Excerpted records:
▽
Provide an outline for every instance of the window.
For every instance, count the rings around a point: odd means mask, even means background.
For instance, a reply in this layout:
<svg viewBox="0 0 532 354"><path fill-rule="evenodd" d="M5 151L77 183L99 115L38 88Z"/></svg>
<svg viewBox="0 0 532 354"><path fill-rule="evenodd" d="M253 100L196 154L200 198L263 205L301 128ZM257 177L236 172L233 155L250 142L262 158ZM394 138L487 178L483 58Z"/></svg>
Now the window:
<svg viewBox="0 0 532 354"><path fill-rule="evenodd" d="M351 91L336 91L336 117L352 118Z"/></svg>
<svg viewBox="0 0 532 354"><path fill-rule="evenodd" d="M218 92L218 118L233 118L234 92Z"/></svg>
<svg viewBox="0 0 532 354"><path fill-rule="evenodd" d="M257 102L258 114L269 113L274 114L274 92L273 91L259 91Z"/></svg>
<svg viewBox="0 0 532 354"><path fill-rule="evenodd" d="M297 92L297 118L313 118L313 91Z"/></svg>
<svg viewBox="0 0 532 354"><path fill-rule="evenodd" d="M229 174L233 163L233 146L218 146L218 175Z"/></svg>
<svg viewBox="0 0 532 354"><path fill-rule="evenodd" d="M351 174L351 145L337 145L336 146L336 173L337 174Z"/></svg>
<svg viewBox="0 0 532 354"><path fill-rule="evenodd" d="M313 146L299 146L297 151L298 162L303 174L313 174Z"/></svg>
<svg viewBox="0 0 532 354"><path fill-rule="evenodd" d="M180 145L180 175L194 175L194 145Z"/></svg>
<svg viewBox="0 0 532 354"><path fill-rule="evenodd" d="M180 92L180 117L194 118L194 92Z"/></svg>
△
▽
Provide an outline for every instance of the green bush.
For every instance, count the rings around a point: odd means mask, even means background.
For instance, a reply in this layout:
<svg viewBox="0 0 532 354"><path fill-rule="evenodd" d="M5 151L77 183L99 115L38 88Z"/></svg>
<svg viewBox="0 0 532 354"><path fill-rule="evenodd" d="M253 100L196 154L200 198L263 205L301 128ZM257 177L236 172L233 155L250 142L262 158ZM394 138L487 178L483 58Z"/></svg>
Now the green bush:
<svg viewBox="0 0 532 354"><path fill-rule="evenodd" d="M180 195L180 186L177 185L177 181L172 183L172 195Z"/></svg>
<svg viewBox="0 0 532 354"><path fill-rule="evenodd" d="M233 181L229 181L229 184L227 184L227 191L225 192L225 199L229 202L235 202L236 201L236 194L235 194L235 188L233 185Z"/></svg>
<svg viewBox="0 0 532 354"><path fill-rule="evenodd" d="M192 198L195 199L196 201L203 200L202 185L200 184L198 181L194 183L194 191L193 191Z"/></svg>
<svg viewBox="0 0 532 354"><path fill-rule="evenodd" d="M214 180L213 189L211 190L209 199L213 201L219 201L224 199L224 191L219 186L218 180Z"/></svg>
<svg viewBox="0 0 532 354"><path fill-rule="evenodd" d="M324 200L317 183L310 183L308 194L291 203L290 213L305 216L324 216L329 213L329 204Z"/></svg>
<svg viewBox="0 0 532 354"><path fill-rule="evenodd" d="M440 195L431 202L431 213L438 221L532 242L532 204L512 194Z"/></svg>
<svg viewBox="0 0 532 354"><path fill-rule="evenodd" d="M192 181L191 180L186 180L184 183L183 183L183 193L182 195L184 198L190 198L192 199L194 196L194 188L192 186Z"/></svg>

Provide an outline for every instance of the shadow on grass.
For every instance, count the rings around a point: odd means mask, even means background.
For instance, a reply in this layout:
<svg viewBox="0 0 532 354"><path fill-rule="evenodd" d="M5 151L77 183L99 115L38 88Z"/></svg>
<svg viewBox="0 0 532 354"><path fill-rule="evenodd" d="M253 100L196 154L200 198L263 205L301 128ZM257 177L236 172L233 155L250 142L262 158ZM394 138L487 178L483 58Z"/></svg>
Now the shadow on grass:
△
▽
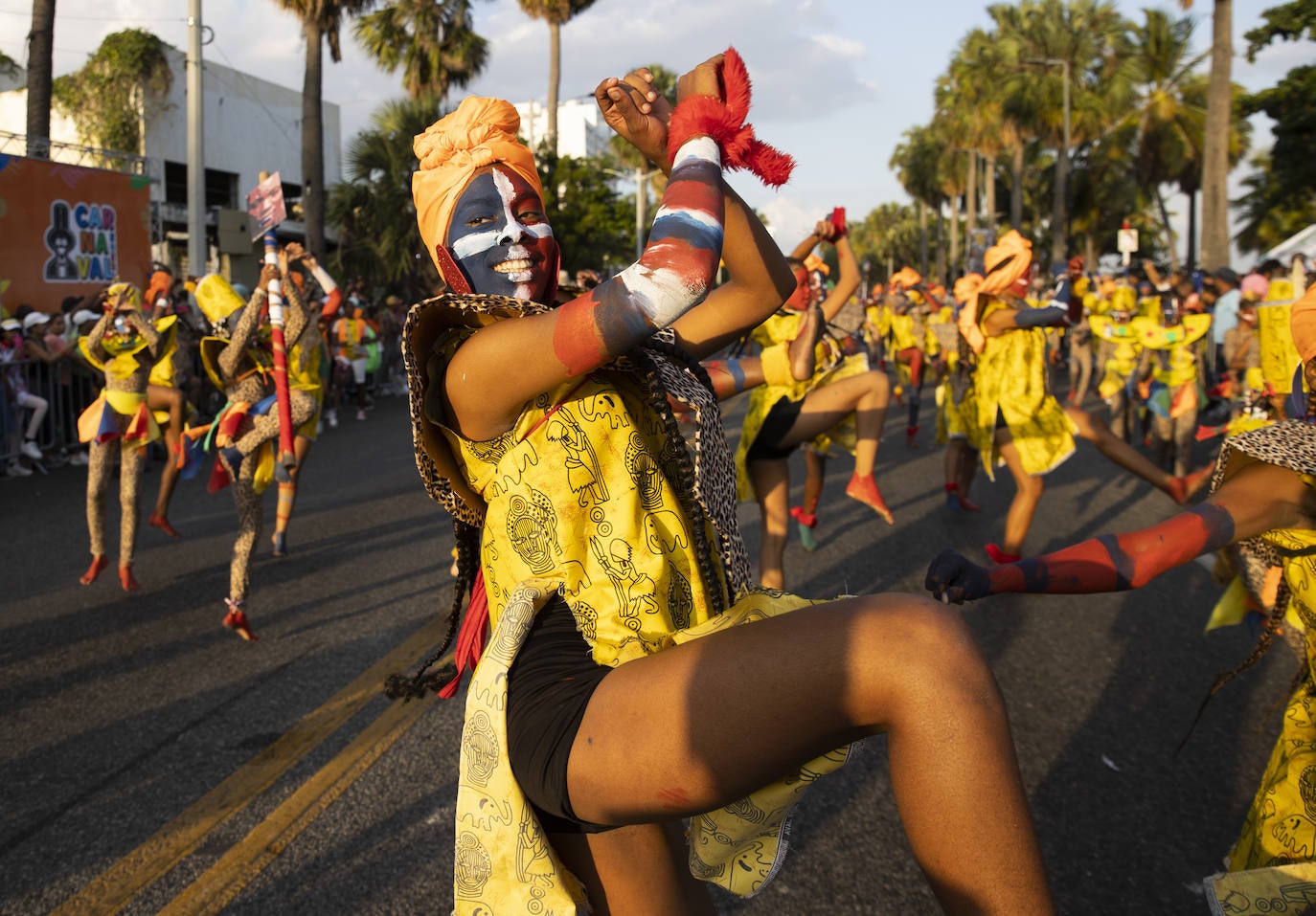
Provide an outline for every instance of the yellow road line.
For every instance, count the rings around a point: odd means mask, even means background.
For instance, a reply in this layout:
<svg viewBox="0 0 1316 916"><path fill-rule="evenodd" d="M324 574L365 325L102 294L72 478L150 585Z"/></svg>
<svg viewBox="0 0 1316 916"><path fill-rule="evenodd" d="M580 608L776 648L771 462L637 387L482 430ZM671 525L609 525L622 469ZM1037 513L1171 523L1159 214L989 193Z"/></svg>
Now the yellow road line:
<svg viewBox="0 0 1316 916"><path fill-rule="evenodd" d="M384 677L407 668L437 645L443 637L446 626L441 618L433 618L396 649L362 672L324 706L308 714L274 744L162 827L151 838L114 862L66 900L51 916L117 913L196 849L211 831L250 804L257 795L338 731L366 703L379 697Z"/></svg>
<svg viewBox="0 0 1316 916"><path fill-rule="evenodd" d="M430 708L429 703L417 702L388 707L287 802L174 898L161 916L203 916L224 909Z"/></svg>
△
Work to do: Please render the lines above as a Markdown table with the columns Row and Line, numbering each row and leaving out blank lines. Begin at the line that contains "Provide an outline for every instance of the shadow" and stop after the line that contains "Now the shadow", with both of those lines included.

Written reply:
| Row | Line |
|---|---|
| 1 | Provide an outline for every instance of the shadow on grass. |
| 2 | For every instance, count the rings around a point: odd means mask, even means background. |
| 3 | For instance, a reply in this layout: |
| 4 | <svg viewBox="0 0 532 354"><path fill-rule="evenodd" d="M5 151L77 183L99 115L38 88Z"/></svg> |
| 5 | <svg viewBox="0 0 532 354"><path fill-rule="evenodd" d="M253 100L196 154L200 198L263 205L301 128ZM257 177L236 172L233 155L250 142L262 158ZM394 138L487 178L483 58Z"/></svg> |
| 6 | Now the shadow on grass: |